### Text shown
▼
Since my answer for a) is wrong, I didn't even try b).
We have \begin{align} \mathbb P(X<Y) &= \int_0^\infty \mathbb P(X<Y\mid Y=y) f_Y(y)\ \mathsf dy\\ &=\int_0^\infty \int_0^y f_X(x)\ \mathsf dx\ f_Y(y)\ \mathsf dy\\ &=\int_0^\infty \int_0^y \lambda e^{-\lambda x}\ \mathsf dx \lambda e^{-\lambda y}\ \mathsf dy\\ &=\int_0^\infty (1-e^{-\lambda y})\lambda e^{-\lambda y}\ \mathsf dy\\ &=\frac12. \end{align}
For the second part, convolution is the simplest method; for $t\geqslant 0$ the density of $Z:=X+Y$ is \begin{align} f_Z(t) &= (f_X\star f_Y)(t)\\ &= \int_{\mathbb R}f_X(s)f_Y(t-s)\ \mathsf ds\\ &= \int_0^t \lambda e^{-\lambda s}\lambda e^{-\lambda(t-s)}\ \mathsf ds\\ &= \lambda^2\lambda e^{-\lambda t}\int_0^t \ \mathsf ds\\ &= \lambda(\lambda t)e^{-\lambda t}. \end{align} I suppose there is a way to obtain this by conditioning but the computations would likely be more complicated.
▲
### Task set
1. Rewrite the paragraph beginning "For the second part" from the probability answer above as a short bulleted list that keeps its main facts.
2. Answer these from the probability answer above:
(a) What value is given for $\mathbb P(X<Y)$?
(b) Which method is called the simplest for the second part?
(c) Which part did the writer not try, and why?
The items after this point come from a different source.

### Extracted entries
▼
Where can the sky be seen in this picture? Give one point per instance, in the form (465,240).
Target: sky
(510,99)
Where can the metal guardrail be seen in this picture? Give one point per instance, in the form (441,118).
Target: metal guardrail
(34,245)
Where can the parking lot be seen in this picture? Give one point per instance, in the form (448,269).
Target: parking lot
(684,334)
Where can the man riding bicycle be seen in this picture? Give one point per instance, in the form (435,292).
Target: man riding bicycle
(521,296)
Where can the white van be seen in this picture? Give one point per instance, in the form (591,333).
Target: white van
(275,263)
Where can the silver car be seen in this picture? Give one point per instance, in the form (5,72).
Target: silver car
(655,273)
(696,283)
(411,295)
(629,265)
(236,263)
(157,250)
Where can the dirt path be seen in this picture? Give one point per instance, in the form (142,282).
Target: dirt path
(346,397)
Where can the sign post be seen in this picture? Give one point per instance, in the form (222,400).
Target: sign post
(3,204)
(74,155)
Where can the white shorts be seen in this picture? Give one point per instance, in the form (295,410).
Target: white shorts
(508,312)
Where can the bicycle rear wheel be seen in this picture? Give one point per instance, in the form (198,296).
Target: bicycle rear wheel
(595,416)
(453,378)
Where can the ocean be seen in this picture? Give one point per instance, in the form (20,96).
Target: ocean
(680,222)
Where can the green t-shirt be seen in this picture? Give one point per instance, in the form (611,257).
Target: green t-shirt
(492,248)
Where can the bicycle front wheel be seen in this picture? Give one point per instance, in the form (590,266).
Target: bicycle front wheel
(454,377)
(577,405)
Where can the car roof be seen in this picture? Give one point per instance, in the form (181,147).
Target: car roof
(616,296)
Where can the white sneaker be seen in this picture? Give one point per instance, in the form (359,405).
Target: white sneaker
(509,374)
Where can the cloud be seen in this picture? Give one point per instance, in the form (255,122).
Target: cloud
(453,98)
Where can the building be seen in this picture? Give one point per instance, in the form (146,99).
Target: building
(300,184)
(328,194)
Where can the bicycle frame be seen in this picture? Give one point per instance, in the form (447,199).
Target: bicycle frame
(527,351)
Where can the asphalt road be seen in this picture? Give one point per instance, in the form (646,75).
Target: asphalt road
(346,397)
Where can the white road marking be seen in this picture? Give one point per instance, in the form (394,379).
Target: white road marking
▲
### Answers to each task
1.
- Convolution is the simplest method for the second part.
- For $t\geqslant 0$, the density of $Z:=X+Y$ is found as the convolution $(f_X\star f_Y)(t)$, integrating over $s$ from $0$ to $t$.
- The result given is $f_Z(t)=\lambda(\lambda t)e^{-\lambda t}$.
- Conditioning might also give this, but the computations would likely be more complicated.

2.
(a) $\frac12$
(b) Convolution
(c) Part b), because the answer for a) was wrong.